>> START RECORDS FOR THIS TASK

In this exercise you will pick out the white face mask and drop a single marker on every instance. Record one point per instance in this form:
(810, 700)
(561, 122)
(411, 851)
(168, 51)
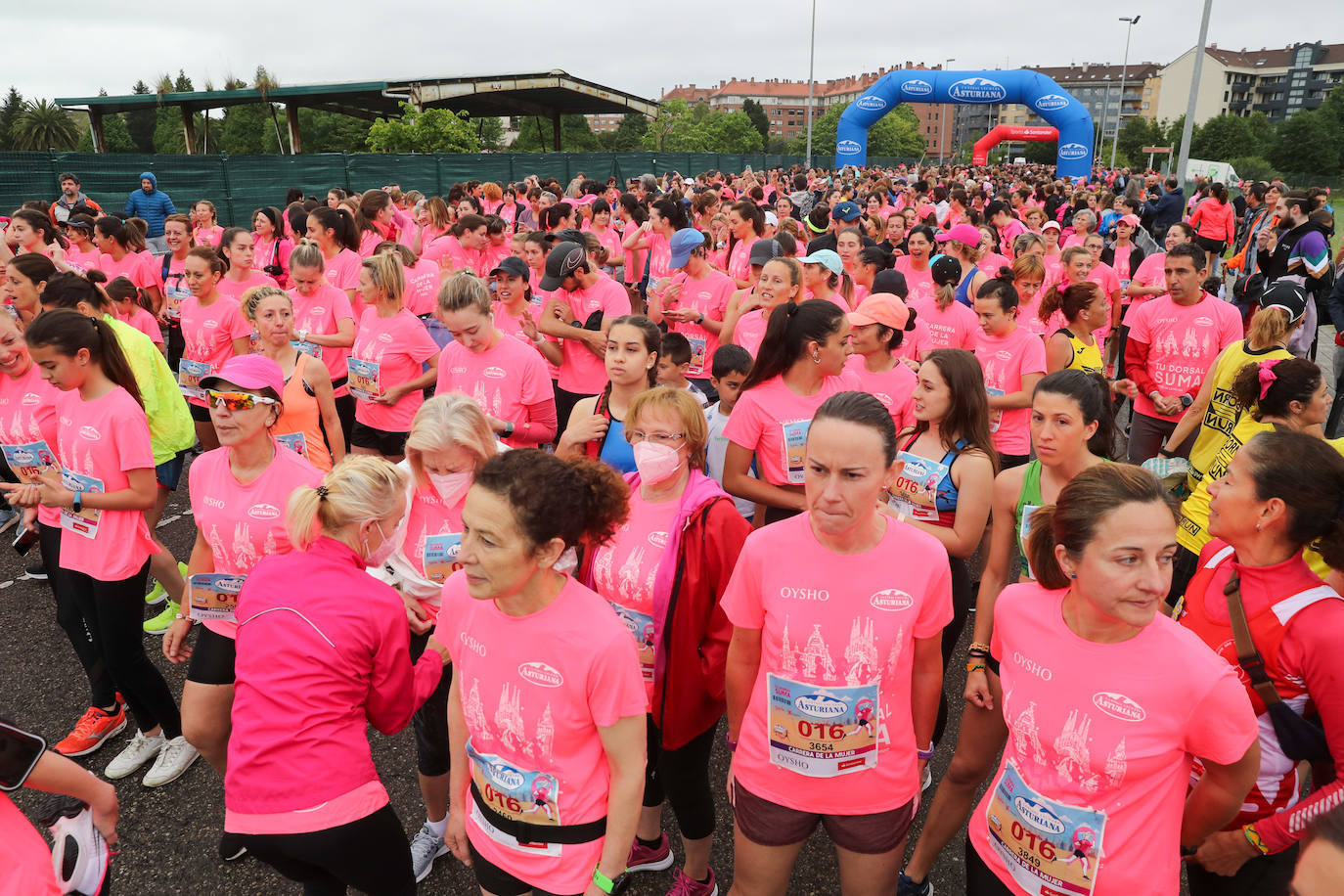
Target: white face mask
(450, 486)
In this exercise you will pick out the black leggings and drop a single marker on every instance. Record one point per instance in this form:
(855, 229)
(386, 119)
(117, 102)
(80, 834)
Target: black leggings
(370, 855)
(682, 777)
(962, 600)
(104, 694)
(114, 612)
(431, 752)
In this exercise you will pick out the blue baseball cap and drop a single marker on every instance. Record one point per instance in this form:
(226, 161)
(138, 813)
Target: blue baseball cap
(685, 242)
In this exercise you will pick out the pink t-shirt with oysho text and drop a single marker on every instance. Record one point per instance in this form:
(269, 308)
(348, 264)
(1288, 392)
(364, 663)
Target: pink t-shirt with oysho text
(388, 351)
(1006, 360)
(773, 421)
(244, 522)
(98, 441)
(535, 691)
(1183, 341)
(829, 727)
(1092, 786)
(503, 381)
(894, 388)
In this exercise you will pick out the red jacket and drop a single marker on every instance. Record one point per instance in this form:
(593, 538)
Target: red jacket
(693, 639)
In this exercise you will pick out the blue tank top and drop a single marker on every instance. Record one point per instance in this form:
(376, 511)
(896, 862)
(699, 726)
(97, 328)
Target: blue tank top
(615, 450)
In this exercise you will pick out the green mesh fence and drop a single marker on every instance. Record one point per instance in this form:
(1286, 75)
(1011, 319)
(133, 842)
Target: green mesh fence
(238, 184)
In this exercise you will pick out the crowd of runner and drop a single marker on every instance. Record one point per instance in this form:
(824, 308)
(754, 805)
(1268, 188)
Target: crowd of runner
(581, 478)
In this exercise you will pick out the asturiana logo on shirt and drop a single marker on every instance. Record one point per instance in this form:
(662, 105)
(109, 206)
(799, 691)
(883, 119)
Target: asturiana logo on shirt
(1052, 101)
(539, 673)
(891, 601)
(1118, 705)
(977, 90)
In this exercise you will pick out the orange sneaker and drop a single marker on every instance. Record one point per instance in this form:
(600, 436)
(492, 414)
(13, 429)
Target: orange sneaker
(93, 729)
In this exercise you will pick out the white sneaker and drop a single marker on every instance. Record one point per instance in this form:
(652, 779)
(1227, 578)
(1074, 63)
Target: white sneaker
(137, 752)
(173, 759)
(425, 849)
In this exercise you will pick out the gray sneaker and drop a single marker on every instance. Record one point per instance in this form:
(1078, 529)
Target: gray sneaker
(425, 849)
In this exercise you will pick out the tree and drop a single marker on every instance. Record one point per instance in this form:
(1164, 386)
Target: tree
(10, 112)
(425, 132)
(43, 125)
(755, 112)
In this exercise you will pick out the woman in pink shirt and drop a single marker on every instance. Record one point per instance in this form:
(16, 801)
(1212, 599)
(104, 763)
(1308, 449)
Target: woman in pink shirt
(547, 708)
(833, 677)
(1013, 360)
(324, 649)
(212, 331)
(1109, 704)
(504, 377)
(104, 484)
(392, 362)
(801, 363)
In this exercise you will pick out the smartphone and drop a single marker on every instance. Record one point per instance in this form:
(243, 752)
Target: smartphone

>> END RECORDS FOR THIS TASK

__EXERCISE DETAILS__. Write out all of the rows above exactly as they appear, leaving out the picture.

__FINISHED ANSWER__.
In this exercise you will pick out the white face mask and drop a single marker on every instance. Record one point per instance in this form:
(810, 700)
(561, 122)
(411, 851)
(168, 51)
Target: white face mask
(450, 486)
In this exercise you will pick out the black leggings and drop a single marker on every instance. Record one point per instance in this form:
(855, 229)
(386, 119)
(117, 102)
(80, 834)
Target: black leggings
(370, 855)
(682, 777)
(962, 600)
(104, 694)
(114, 612)
(431, 752)
In this exercise you will pick out the blue baseball cap and drop a single marker on every instance. Record one point per instance in this form:
(226, 161)
(138, 813)
Target: blue baseball cap
(685, 242)
In this exercise you will pick out the pink t-shirt with oysho text and drop a single marker on every instance. Record one point per instance in this form:
(269, 308)
(348, 264)
(1288, 392)
(364, 663)
Target: pink t-shirt with oysho text
(388, 351)
(1006, 360)
(773, 421)
(244, 522)
(98, 441)
(535, 691)
(1183, 341)
(829, 727)
(1092, 786)
(503, 381)
(894, 388)
In this exercise you will pick out the red jacket and drop a single marker on every instance. Record one point per instance in this form:
(593, 538)
Target: red jacket
(693, 639)
In this exercise you will pick out the blue tank top and drop a single marker on every instance. Record one point per instance in this form:
(376, 511)
(896, 862)
(699, 726)
(97, 328)
Target: blue tank top
(615, 450)
In this exercise you will pick out the green mesh fence and drop a single marker on every instance. Record one point per instance in this form:
(1286, 75)
(1011, 319)
(133, 842)
Target: green mesh fence
(238, 184)
In this exercise you will pick out the crowd of runner and drop a single marker on every instance. Record one point per instance in this form:
(824, 308)
(754, 805)
(1268, 188)
Target: crowd of runner
(581, 478)
In this exercise you will pick out the asturiana logo on shirt and drop a single marker on every instance. Record one point per instance in this form:
(662, 105)
(109, 206)
(799, 691)
(883, 119)
Target: asturiana logo on shirt
(1052, 101)
(539, 673)
(891, 601)
(1118, 705)
(977, 90)
In this exercise you will pick out the orange sneaker and drop a single marker on every instance. Record one point per instance in this form:
(600, 436)
(492, 414)
(13, 429)
Target: orange sneaker
(93, 729)
In this exercise you will pick out the white sneaker and drop a single marker on every instance. Record one point per instance in this form:
(652, 779)
(1227, 578)
(1074, 63)
Target: white sneaker
(137, 752)
(173, 759)
(425, 849)
In this exercise you will pick out the gray sneaker and drop a single marker on every instance. Record one point per instance in this form:
(1078, 529)
Target: gray sneaker
(425, 849)
In this exercise you will pick out the tree and drop a single marker on every instance. Record one point per instance in this form:
(1164, 386)
Target: tree
(10, 112)
(425, 132)
(43, 125)
(755, 112)
In this exercise you will pick out the woman in pink shirt and drop a single marker on every instance. Record one point per instance in this form:
(16, 801)
(1212, 599)
(104, 763)
(1308, 449)
Target: woman in pink shirt
(547, 708)
(833, 677)
(1013, 360)
(324, 649)
(212, 331)
(1109, 704)
(504, 377)
(104, 484)
(392, 362)
(801, 363)
In this exercise you will pick out the smartphone and drop a single marker on every instance. Record one point per instance in this form:
(243, 752)
Target: smartphone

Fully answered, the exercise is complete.